Stored data entries:

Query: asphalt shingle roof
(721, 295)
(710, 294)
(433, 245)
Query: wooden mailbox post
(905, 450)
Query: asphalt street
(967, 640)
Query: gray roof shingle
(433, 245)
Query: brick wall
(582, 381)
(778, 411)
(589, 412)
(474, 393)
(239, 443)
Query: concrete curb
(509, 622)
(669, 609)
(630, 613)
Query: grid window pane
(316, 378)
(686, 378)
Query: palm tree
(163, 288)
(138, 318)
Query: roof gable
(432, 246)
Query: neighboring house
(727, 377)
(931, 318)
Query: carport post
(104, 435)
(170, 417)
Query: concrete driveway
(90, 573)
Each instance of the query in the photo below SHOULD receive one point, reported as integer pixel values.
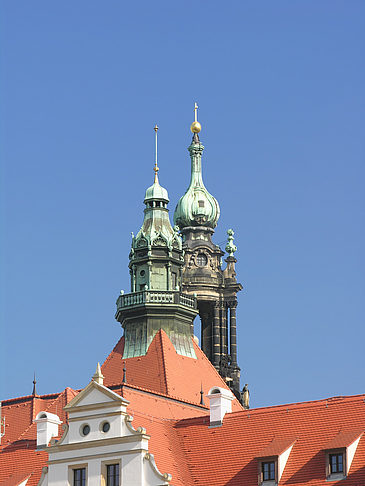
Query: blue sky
(280, 86)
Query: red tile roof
(19, 457)
(164, 371)
(164, 393)
(345, 438)
(228, 454)
(276, 447)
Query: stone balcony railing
(155, 297)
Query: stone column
(204, 343)
(233, 335)
(224, 334)
(168, 276)
(216, 335)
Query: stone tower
(156, 300)
(197, 214)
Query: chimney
(220, 403)
(47, 427)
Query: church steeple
(156, 300)
(197, 214)
(197, 207)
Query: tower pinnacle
(195, 126)
(156, 169)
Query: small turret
(156, 300)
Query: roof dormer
(340, 452)
(272, 461)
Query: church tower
(197, 214)
(156, 300)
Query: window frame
(331, 475)
(71, 473)
(104, 470)
(267, 460)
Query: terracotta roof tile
(164, 371)
(227, 454)
(345, 438)
(276, 447)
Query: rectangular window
(336, 463)
(268, 471)
(112, 475)
(79, 477)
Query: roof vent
(220, 401)
(47, 427)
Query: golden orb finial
(195, 127)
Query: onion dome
(197, 207)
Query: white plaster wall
(118, 428)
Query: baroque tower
(156, 264)
(197, 214)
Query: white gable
(95, 396)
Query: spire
(202, 395)
(34, 392)
(156, 169)
(230, 246)
(195, 127)
(197, 207)
(98, 376)
(124, 373)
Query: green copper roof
(197, 207)
(156, 192)
(156, 228)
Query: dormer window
(268, 471)
(340, 452)
(79, 477)
(336, 463)
(272, 461)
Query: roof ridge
(163, 395)
(300, 405)
(27, 398)
(177, 451)
(108, 358)
(60, 395)
(163, 355)
(204, 357)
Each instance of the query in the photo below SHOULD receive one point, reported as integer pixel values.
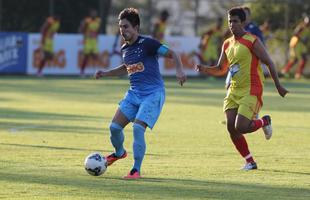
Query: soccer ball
(95, 164)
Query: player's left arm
(169, 53)
(260, 51)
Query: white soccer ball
(95, 164)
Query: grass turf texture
(49, 125)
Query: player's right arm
(260, 51)
(118, 71)
(222, 59)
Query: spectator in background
(90, 27)
(265, 29)
(48, 30)
(160, 26)
(298, 49)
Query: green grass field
(49, 125)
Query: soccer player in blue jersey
(144, 100)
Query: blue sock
(138, 145)
(117, 138)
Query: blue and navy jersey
(254, 29)
(141, 60)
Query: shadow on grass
(23, 114)
(51, 147)
(157, 188)
(286, 172)
(16, 128)
(66, 148)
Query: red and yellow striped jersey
(244, 65)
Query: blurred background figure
(265, 29)
(160, 26)
(210, 48)
(298, 49)
(90, 27)
(48, 30)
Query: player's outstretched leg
(117, 140)
(267, 128)
(139, 147)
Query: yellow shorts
(248, 105)
(90, 46)
(48, 45)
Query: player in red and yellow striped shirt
(244, 52)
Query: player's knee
(115, 128)
(231, 128)
(241, 128)
(138, 131)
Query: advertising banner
(68, 54)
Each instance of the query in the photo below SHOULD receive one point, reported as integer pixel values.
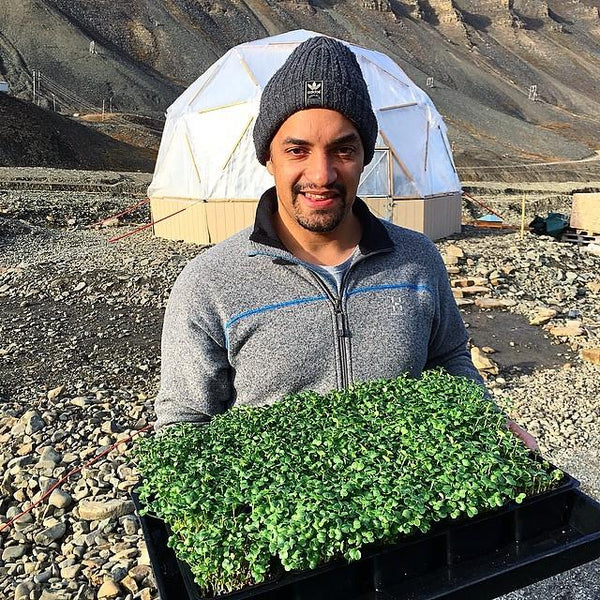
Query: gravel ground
(79, 365)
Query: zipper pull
(341, 325)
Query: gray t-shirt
(335, 273)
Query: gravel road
(79, 365)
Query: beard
(324, 220)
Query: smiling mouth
(319, 196)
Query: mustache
(299, 188)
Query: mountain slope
(483, 56)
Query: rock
(56, 392)
(475, 289)
(12, 553)
(139, 572)
(70, 572)
(592, 249)
(33, 422)
(91, 510)
(542, 316)
(112, 222)
(130, 525)
(144, 558)
(49, 456)
(23, 590)
(591, 355)
(494, 302)
(464, 302)
(462, 282)
(50, 534)
(109, 589)
(454, 250)
(567, 331)
(450, 260)
(130, 584)
(482, 363)
(80, 401)
(60, 498)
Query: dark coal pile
(80, 324)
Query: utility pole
(533, 93)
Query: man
(319, 293)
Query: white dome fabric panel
(207, 151)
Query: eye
(346, 151)
(296, 151)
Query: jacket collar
(374, 238)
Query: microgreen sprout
(318, 477)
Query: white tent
(207, 158)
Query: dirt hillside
(32, 136)
(481, 59)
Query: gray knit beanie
(320, 73)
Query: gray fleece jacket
(247, 322)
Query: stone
(591, 355)
(23, 590)
(33, 422)
(50, 456)
(56, 392)
(92, 510)
(450, 260)
(130, 525)
(567, 331)
(462, 282)
(60, 498)
(144, 558)
(70, 572)
(464, 302)
(50, 534)
(494, 302)
(542, 316)
(454, 250)
(482, 363)
(475, 289)
(139, 572)
(130, 584)
(80, 401)
(109, 589)
(12, 553)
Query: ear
(269, 165)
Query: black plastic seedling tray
(478, 558)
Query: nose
(321, 169)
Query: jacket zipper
(340, 315)
(340, 321)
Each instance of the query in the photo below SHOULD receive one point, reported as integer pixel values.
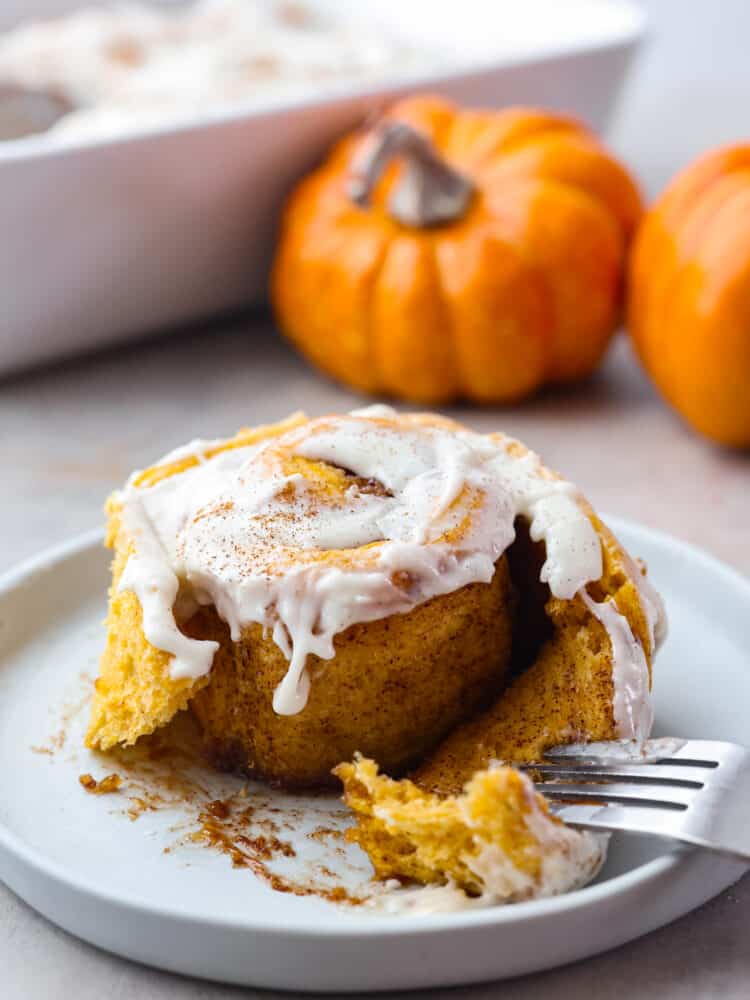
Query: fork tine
(647, 774)
(617, 817)
(663, 798)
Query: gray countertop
(71, 433)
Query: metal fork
(698, 793)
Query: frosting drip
(343, 520)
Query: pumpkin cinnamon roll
(377, 583)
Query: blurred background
(73, 429)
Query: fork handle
(634, 819)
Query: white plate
(179, 222)
(78, 860)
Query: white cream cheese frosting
(569, 859)
(431, 508)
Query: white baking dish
(110, 238)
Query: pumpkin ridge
(703, 245)
(621, 188)
(412, 373)
(688, 233)
(369, 320)
(559, 367)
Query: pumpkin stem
(428, 192)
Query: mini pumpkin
(449, 253)
(689, 303)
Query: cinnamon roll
(388, 584)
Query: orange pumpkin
(452, 253)
(689, 304)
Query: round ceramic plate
(153, 872)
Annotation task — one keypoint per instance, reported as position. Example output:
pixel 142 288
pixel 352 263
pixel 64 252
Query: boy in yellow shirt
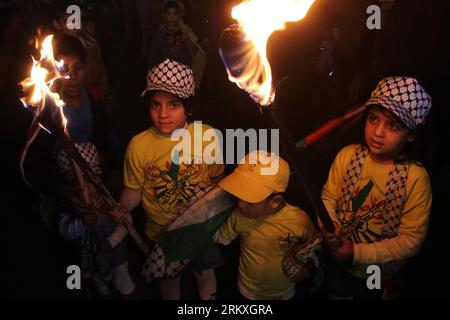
pixel 267 224
pixel 163 185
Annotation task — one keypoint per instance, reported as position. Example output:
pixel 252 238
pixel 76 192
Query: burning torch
pixel 48 110
pixel 243 52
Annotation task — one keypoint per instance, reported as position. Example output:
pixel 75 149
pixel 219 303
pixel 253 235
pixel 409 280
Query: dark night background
pixel 413 41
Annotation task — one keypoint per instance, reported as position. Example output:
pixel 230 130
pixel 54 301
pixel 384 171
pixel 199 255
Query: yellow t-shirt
pixel 264 240
pixel 166 187
pixel 364 220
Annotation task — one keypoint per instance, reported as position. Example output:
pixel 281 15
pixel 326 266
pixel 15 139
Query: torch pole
pixel 296 157
pixel 97 183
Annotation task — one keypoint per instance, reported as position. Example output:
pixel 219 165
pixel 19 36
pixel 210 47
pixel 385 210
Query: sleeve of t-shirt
pixel 412 230
pixel 229 230
pixel 133 171
pixel 332 188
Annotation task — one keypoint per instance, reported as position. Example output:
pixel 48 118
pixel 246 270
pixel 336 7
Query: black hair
pixel 188 104
pixel 413 151
pixel 65 45
pixel 171 4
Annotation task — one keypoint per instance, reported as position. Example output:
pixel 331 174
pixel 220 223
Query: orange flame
pixel 43 74
pixel 259 19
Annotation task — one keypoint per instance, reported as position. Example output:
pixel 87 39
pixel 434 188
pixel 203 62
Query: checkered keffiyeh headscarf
pixel 171 76
pixel 405 97
pixel 395 197
pixel 88 152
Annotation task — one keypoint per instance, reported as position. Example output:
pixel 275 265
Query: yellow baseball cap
pixel 258 175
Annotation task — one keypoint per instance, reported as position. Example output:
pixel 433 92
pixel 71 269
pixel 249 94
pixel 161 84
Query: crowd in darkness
pixel 323 66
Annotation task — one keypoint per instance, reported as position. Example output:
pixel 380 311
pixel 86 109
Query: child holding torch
pixel 378 195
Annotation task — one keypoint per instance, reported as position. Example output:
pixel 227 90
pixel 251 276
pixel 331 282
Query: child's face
pixel 260 209
pixel 167 112
pixel 61 25
pixel 75 69
pixel 172 16
pixel 385 134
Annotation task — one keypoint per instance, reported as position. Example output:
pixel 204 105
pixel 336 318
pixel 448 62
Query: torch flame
pixel 259 19
pixel 38 86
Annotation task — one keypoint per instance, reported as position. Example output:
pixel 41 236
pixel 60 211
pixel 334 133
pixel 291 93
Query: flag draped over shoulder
pixel 195 224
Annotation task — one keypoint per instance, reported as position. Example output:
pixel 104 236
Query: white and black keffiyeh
pixel 405 97
pixel 171 76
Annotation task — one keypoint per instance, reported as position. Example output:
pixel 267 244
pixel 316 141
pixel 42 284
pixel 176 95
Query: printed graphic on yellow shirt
pixel 172 186
pixel 364 220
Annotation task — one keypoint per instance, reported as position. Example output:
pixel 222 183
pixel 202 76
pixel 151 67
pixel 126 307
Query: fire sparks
pixel 38 87
pixel 257 20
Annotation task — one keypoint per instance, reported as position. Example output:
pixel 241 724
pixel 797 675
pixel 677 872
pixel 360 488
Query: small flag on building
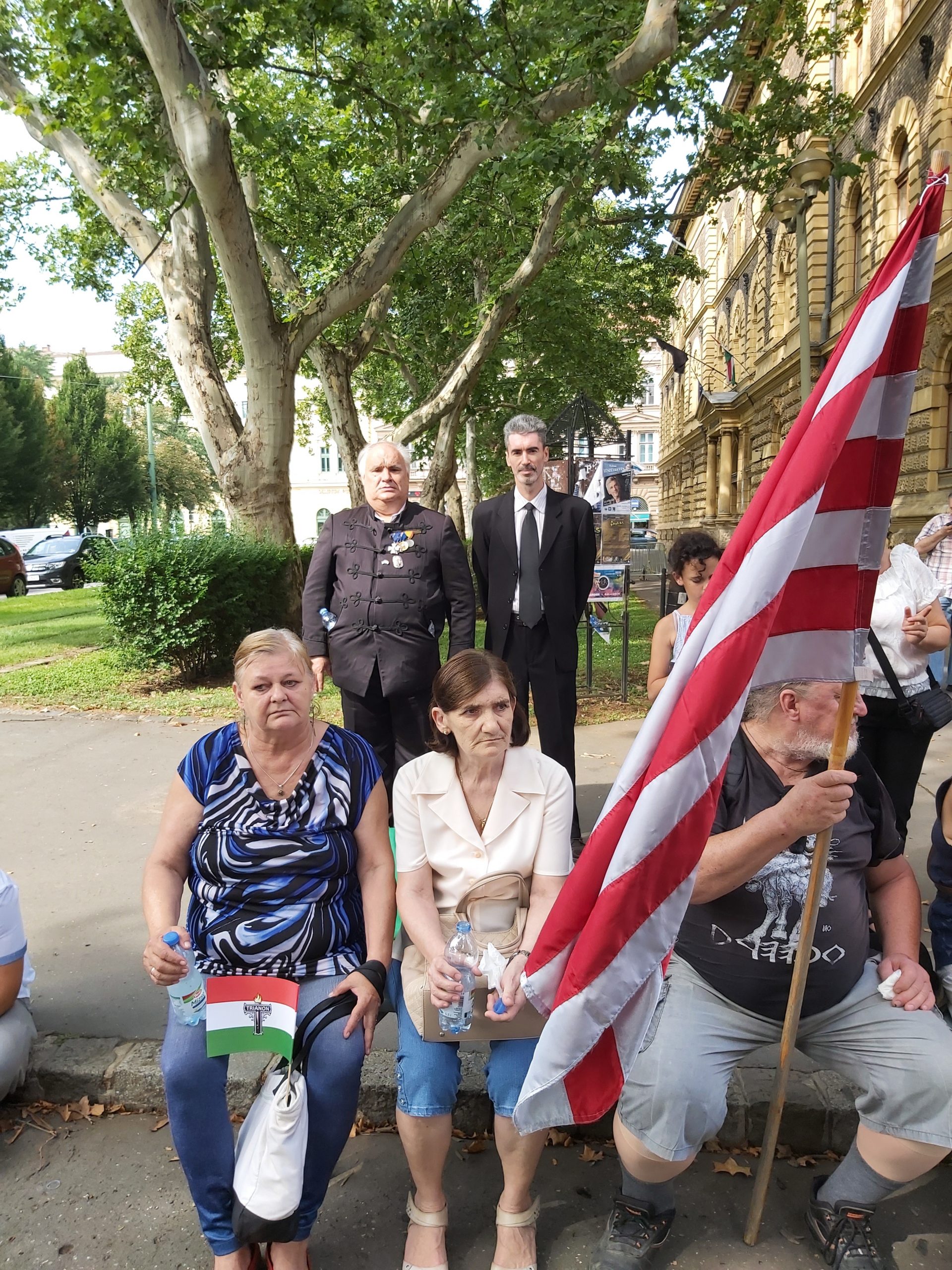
pixel 250 1013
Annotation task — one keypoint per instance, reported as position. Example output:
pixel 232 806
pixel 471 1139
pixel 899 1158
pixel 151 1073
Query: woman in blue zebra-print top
pixel 291 874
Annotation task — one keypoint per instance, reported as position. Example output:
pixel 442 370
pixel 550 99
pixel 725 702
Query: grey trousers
pixel 676 1096
pixel 17 1034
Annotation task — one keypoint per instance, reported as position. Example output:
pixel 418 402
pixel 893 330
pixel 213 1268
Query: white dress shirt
pixel 538 502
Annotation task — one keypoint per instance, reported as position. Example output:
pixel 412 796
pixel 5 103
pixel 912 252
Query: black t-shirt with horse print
pixel 744 943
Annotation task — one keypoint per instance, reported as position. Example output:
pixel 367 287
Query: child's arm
pixel 660 662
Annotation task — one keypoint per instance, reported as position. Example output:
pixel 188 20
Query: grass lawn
pixel 59 624
pixel 54 623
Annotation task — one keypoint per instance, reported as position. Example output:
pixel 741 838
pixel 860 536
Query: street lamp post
pixel 808 175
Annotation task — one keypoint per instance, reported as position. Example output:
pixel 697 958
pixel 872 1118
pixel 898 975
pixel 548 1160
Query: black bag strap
pixel 324 1013
pixel 889 674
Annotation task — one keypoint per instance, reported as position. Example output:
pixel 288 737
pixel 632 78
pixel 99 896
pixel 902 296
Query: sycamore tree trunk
pixel 336 371
pixel 474 495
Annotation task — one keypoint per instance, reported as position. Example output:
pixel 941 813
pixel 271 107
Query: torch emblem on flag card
pixel 250 1013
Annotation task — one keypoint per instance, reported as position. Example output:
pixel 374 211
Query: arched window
pixel 856 238
pixel 903 185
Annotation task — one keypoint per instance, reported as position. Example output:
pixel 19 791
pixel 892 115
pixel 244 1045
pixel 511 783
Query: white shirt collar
pixel 538 502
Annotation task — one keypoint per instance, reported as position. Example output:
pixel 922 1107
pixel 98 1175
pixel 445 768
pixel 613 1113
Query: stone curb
pixel 819 1114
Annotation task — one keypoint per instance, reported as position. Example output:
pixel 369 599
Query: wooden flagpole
pixel 801 965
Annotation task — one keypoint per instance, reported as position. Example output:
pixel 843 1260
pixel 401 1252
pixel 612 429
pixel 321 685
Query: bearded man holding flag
pixel 730 825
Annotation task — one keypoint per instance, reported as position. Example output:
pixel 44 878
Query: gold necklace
pixel 294 770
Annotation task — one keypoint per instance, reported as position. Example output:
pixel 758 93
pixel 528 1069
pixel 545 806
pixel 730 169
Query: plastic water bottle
pixel 187 996
pixel 463 954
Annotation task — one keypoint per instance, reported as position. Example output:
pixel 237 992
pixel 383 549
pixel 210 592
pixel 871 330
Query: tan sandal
pixel 419 1218
pixel 529 1218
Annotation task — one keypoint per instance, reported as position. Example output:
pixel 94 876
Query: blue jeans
pixel 937 661
pixel 428 1072
pixel 202 1132
pixel 941 926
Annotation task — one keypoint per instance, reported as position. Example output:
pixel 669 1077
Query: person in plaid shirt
pixel 935 545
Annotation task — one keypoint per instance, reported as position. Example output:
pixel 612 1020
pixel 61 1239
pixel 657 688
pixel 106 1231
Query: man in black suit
pixel 534 553
pixel 391 574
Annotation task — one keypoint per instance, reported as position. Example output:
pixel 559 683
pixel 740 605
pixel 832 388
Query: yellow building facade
pixel 717 439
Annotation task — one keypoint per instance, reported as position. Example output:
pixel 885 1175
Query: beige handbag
pixel 495 889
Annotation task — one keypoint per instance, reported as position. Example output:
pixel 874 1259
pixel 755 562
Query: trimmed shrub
pixel 189 601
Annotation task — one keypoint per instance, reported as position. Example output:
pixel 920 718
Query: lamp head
pixel 812 169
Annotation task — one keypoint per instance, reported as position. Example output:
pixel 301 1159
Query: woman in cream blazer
pixel 481 804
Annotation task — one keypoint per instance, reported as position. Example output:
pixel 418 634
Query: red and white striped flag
pixel 790 600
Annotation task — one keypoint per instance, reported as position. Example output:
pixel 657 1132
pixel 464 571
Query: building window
pixel 857 239
pixel 903 186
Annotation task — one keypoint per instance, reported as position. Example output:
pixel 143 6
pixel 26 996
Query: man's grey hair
pixel 521 426
pixel 763 701
pixel 362 457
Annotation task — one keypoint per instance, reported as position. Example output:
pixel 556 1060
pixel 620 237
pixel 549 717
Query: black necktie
pixel 530 590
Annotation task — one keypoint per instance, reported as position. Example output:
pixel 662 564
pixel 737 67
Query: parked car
pixel 13 573
pixel 60 562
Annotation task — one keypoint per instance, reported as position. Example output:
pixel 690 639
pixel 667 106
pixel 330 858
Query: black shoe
pixel 635 1232
pixel 842 1232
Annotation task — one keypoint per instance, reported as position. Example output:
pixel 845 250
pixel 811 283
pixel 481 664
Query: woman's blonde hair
pixel 273 639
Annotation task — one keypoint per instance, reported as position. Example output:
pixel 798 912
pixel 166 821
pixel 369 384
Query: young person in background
pixel 691 563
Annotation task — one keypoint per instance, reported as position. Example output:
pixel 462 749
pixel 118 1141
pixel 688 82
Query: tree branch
pixel 463 375
pixel 201 135
pixel 655 41
pixel 125 216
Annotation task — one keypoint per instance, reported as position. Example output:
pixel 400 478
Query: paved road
pixel 111 1196
pixel 84 794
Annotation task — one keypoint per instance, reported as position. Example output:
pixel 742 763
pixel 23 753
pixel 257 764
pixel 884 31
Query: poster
pixel 615 547
pixel 606 484
pixel 608 583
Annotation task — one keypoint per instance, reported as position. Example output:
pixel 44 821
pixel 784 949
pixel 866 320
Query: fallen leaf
pixel 343 1179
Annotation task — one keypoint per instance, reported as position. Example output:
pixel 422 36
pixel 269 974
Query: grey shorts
pixel 676 1096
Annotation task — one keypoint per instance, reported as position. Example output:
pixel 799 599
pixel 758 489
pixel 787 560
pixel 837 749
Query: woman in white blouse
pixel 480 804
pixel 909 623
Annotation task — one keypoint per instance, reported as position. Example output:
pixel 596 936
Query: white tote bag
pixel 270 1161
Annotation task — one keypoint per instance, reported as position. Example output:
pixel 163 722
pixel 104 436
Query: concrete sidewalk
pixel 91 793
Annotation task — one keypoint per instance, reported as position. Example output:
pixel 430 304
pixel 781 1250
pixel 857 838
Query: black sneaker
pixel 842 1232
pixel 635 1232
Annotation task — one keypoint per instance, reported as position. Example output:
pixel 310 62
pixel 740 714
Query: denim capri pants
pixel 428 1072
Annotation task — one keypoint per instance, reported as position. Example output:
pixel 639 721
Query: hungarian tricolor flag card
pixel 250 1013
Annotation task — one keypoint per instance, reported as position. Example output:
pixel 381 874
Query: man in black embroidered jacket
pixel 393 573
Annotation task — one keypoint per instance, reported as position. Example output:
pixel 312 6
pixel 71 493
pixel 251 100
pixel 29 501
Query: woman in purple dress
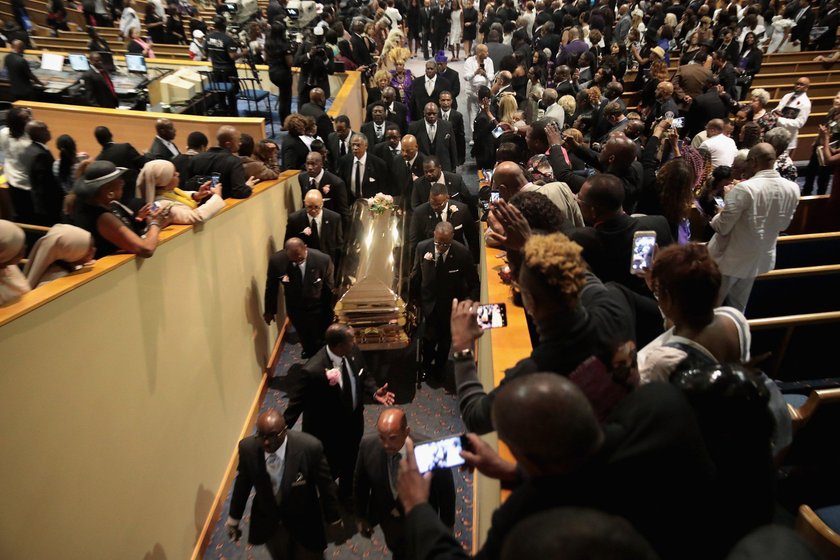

**WHAT YOU ARE ASKED TO DO:** A word-for-word copy of the lines above from the one with "Query: man's grey hair" through the one with "pixel 481 664", inclusive, is the only output wanted.

**TASK RESULT:**
Query: man's grey hair
pixel 521 426
pixel 763 701
pixel 362 457
Annotation task — one keypoint per instance, reported as position. Example output:
pixel 556 1060
pixel 620 237
pixel 549 717
Query: black necktie
pixel 530 590
Annotation task — one keypoint per instance, reported as position. Example output:
pixel 662 564
pixel 737 67
Query: parked car
pixel 13 573
pixel 60 562
Annotation task — one keypoint per instance, reported as position. Example output:
pixel 690 639
pixel 667 106
pixel 330 858
Query: black shoe
pixel 635 1232
pixel 842 1232
Annotation task — one keypoint per instance, reported as position. Example output:
pixel 845 250
pixel 811 283
pixel 481 664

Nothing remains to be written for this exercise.